WHAT TO WORK ON: Tell me, please, how many lines in the records below include the word "yellow". Give no more than the number.

[Opening SUPPLIED MATERIAL section]

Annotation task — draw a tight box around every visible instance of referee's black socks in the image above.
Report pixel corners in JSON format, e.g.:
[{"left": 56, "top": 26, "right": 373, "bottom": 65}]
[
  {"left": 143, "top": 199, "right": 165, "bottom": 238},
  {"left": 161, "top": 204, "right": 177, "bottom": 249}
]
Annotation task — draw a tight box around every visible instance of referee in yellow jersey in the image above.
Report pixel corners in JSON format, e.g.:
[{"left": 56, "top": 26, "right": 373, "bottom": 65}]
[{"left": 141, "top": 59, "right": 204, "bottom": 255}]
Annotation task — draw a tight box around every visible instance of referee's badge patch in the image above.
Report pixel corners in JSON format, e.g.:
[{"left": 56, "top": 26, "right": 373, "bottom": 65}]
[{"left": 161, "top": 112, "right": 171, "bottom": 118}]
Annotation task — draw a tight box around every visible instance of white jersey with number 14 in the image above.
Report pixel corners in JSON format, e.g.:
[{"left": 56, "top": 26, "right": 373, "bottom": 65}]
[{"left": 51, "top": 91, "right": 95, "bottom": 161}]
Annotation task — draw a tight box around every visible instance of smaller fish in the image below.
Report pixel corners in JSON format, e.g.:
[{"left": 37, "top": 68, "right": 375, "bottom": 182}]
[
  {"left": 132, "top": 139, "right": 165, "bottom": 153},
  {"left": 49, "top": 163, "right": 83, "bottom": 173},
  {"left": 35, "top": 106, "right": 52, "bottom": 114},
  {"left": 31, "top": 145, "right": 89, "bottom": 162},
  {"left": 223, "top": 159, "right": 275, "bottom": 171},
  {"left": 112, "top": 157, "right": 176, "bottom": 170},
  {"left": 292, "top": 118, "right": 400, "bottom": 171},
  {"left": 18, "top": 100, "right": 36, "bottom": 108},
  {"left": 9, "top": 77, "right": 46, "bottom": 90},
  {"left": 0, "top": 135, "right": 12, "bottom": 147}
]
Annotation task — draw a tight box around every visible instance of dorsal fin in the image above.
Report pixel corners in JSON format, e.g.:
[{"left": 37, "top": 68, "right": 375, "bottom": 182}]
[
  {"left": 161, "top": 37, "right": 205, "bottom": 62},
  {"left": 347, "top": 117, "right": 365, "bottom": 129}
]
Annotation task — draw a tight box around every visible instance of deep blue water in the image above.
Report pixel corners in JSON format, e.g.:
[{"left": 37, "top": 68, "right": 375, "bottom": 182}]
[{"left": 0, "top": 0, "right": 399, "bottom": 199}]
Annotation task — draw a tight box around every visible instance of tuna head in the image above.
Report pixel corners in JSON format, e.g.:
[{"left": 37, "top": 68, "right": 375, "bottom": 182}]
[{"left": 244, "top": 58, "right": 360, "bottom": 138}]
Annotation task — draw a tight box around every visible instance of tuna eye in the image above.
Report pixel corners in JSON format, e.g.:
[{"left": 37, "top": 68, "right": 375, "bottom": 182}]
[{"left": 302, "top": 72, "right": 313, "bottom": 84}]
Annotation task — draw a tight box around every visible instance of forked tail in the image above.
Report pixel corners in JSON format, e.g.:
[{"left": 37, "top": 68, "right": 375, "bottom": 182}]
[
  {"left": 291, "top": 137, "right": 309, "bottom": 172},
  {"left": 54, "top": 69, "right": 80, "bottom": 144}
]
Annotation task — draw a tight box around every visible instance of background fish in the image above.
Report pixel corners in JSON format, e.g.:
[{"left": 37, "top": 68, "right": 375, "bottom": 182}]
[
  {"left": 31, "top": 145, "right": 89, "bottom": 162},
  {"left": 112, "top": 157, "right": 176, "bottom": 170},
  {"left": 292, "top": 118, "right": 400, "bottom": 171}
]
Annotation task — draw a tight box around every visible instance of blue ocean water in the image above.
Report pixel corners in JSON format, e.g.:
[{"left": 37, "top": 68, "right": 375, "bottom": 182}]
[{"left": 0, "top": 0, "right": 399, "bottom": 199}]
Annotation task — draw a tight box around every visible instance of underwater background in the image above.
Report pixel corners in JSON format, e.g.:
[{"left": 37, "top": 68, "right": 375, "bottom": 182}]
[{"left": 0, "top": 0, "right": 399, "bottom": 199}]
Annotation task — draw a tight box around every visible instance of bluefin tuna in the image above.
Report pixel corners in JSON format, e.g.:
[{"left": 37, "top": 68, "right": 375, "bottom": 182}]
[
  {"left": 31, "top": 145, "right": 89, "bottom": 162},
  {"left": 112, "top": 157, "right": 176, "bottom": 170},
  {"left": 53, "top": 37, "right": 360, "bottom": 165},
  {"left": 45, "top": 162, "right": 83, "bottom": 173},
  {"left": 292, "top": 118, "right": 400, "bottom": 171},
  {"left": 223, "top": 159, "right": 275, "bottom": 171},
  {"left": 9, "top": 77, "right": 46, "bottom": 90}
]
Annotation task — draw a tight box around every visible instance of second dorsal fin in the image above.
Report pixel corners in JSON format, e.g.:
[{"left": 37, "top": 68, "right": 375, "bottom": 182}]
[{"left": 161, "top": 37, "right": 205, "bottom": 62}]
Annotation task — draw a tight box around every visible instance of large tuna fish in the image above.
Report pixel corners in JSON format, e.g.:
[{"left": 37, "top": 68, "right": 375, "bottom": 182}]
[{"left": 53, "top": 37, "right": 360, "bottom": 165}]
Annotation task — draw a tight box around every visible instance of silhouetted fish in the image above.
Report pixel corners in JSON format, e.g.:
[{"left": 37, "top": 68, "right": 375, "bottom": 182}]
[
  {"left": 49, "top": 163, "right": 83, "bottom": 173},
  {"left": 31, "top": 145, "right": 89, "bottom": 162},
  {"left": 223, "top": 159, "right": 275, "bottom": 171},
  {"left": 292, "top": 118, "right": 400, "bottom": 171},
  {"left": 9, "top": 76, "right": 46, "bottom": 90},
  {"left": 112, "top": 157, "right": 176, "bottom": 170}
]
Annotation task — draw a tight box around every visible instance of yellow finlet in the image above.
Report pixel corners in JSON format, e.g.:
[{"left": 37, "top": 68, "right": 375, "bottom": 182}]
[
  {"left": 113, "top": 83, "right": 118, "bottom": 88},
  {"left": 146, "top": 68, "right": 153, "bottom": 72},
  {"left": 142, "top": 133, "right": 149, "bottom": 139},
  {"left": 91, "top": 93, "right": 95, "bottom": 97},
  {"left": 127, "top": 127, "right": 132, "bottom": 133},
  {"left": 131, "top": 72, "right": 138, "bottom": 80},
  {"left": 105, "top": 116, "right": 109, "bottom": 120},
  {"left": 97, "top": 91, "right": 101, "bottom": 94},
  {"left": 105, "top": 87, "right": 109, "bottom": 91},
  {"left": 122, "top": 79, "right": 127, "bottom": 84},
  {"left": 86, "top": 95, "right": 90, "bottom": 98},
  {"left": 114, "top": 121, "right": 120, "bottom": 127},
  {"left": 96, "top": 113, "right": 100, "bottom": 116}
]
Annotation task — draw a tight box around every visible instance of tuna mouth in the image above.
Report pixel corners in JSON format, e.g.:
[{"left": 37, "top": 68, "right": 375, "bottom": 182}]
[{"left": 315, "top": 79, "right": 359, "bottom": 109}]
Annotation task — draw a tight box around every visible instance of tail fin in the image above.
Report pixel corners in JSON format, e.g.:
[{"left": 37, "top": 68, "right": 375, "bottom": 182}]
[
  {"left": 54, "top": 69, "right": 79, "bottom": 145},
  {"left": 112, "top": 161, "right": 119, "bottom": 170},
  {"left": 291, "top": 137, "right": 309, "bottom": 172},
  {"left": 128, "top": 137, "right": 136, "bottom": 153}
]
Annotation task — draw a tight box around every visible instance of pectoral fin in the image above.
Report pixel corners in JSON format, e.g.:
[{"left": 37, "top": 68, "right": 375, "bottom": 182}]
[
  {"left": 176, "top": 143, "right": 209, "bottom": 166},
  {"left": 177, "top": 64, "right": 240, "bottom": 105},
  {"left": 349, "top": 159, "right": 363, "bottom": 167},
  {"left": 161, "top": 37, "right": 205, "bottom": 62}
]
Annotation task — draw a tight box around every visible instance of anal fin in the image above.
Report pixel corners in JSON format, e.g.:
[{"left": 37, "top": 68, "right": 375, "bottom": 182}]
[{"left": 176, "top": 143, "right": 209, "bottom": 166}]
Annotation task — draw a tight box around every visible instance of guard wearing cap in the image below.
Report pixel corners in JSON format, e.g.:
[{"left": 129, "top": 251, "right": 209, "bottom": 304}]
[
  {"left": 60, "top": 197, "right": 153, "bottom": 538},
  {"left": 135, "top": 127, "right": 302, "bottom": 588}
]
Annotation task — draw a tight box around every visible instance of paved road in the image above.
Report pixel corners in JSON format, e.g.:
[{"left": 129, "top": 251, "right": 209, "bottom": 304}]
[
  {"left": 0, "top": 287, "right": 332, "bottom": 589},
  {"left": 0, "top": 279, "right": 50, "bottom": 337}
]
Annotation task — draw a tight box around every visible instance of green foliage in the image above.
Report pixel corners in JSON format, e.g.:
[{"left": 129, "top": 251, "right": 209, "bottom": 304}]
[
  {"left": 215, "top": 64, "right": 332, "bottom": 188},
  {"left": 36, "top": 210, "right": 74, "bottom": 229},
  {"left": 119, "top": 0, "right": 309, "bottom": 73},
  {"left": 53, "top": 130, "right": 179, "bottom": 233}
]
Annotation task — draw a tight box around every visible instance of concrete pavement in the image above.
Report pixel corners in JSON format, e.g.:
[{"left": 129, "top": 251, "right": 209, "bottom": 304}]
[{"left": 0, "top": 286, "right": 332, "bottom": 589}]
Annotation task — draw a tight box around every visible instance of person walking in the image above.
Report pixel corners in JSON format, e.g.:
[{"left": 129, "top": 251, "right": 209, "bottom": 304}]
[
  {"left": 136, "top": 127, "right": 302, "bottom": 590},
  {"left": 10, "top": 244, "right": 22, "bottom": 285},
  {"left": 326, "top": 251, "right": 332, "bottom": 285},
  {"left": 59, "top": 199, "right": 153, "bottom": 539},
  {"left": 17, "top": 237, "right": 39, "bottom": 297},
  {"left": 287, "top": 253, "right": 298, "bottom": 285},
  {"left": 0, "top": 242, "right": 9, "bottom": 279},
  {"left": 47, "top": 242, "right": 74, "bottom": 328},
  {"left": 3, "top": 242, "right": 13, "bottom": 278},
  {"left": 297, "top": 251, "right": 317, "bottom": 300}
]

[Closing SUPPLIED MATERIAL section]

RESULT OF THE EXERCISE: 2